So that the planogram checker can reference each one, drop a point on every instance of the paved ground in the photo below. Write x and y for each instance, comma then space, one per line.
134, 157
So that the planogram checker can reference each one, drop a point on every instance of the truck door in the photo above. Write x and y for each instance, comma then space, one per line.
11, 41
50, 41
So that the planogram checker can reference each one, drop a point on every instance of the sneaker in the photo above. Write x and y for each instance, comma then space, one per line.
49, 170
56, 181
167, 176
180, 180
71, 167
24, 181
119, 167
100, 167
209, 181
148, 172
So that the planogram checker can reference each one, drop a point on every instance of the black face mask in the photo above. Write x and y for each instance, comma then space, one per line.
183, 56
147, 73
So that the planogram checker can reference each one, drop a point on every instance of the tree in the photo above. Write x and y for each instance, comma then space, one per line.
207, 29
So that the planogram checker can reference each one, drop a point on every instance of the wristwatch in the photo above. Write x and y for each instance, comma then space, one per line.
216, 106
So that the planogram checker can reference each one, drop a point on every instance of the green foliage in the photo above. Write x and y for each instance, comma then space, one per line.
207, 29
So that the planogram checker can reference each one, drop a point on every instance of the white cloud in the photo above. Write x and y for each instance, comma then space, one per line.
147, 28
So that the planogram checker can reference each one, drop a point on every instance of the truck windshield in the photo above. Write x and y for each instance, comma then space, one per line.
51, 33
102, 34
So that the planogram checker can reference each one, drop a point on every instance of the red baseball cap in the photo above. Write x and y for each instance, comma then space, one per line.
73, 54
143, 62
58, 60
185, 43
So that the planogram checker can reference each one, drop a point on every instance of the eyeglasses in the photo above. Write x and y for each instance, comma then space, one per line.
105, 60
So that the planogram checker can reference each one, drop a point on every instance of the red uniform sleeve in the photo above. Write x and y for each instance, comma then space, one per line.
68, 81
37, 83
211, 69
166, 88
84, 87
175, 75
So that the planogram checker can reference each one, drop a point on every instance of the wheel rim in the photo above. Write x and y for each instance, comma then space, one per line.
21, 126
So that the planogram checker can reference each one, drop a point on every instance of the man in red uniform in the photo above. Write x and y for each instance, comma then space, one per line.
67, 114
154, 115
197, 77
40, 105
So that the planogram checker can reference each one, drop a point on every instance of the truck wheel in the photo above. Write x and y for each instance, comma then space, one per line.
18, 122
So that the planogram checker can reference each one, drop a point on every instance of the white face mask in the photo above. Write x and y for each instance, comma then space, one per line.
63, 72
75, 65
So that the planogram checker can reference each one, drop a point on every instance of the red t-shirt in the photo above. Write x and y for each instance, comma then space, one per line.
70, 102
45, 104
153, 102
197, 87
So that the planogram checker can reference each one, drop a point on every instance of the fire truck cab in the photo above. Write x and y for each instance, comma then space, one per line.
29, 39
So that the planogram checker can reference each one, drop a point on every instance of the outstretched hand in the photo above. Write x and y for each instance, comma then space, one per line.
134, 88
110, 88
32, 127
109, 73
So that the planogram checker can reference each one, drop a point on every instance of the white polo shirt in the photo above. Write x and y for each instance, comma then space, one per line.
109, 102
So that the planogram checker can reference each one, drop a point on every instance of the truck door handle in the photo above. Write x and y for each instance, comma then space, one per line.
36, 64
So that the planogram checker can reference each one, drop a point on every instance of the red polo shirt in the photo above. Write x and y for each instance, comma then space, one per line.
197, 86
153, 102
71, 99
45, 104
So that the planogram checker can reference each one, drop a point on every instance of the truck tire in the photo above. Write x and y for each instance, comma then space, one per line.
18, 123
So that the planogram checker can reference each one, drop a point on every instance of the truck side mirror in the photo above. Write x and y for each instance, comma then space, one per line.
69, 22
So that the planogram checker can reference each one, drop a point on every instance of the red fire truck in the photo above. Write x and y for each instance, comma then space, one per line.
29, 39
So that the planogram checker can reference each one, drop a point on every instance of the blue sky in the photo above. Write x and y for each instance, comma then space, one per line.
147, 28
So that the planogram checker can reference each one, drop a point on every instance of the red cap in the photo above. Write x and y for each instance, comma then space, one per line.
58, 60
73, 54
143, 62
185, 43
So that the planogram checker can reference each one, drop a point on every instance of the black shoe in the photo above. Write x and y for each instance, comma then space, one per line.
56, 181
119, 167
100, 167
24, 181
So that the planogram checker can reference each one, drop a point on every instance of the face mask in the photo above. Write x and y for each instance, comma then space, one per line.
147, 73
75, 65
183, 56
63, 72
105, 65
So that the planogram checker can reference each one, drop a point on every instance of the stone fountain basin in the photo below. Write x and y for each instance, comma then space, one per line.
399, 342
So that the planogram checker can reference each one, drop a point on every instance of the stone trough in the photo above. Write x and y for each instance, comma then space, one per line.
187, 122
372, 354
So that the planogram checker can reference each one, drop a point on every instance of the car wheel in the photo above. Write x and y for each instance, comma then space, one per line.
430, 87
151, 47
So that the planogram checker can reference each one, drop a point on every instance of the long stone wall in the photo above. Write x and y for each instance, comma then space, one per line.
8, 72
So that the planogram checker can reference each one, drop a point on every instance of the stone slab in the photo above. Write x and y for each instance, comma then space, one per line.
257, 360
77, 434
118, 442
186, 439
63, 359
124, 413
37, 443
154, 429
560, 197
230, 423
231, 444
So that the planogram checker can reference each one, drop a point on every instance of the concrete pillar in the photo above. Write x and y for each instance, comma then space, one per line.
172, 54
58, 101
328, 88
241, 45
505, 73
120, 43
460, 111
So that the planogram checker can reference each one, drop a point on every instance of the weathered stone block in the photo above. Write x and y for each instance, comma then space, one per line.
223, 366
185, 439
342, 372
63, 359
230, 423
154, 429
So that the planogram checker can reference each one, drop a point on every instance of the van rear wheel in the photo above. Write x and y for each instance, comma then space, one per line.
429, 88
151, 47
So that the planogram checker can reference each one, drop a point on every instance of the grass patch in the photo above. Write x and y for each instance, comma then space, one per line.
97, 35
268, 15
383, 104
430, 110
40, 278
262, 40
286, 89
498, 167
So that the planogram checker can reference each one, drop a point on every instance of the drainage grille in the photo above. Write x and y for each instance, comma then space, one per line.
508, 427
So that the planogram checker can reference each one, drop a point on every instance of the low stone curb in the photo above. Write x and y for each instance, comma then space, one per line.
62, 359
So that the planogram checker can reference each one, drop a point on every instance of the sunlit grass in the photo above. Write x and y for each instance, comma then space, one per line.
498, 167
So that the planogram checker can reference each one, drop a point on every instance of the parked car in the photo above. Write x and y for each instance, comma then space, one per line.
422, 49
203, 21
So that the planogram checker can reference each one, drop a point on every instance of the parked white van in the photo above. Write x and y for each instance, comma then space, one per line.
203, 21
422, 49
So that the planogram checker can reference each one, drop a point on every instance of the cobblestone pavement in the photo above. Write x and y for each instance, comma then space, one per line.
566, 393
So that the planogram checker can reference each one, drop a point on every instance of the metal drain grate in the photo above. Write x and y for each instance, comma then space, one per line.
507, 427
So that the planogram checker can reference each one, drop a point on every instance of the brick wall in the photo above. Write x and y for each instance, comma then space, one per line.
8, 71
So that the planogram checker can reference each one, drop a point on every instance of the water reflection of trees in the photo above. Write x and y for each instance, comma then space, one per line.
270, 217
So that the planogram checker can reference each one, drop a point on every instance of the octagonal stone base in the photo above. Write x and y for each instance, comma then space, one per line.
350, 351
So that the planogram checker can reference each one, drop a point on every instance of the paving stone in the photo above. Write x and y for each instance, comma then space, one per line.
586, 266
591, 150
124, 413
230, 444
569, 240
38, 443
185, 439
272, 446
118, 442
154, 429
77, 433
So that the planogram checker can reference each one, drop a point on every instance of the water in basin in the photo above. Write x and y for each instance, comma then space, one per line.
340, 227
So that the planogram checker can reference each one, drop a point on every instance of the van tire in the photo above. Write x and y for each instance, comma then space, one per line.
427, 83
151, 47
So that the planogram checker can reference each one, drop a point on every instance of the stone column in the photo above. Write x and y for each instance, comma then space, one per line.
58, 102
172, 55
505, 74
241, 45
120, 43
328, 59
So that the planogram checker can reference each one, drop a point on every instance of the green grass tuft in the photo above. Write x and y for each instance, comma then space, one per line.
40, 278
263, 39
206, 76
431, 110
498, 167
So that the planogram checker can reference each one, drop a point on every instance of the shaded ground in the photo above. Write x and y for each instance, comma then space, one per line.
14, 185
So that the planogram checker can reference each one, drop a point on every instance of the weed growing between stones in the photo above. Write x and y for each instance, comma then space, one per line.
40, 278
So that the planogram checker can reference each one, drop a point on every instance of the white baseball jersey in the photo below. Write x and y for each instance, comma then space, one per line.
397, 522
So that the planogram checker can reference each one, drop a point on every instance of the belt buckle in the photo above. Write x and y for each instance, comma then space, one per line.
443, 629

^^^^^^^^^^^^^^^^

Working down from the line that contains "the van tire", retype each line exactly through the last line of the data, and give nothing else.

So that the planogram checker can reference each one, drop a point on every instance of the van tire in the photo above. Write x and y for each instance, comma then space, one per line.
427, 83
151, 47
So that the planogram checker can reference each one, drop a point on every instance of the stone column in the photo above. Write x and y for each instance, comma then space, one per line.
58, 102
172, 55
505, 74
241, 45
120, 43
328, 59
So that the planogram checker can reference each one, drop a point on every instance of the green grass tuft in the photo above. Write x and y for each instance, comma then space, one per line.
40, 278
263, 39
206, 76
431, 110
498, 167
So that the planogram checker can reference each one, drop a point on every instance of the shaded ground in the photo above. Write x and y for each instance, comma then space, one per line.
14, 185
So that the planogram checker can reference each one, drop a point on every instance of the weed growing between stones in the photo above. Write x and y for each instance, comma then space, one per line.
40, 278
So that the planogram checker can reference each one, drop a point on every instance of the white baseball jersey in the photo below. Write x and y for each instance, comma then space, one per line.
397, 522
So that the planogram checker can reference each one, drop a point on every instance of the belt buckle in the photo above. Write x and y for each instance, comma then space, one per line.
443, 629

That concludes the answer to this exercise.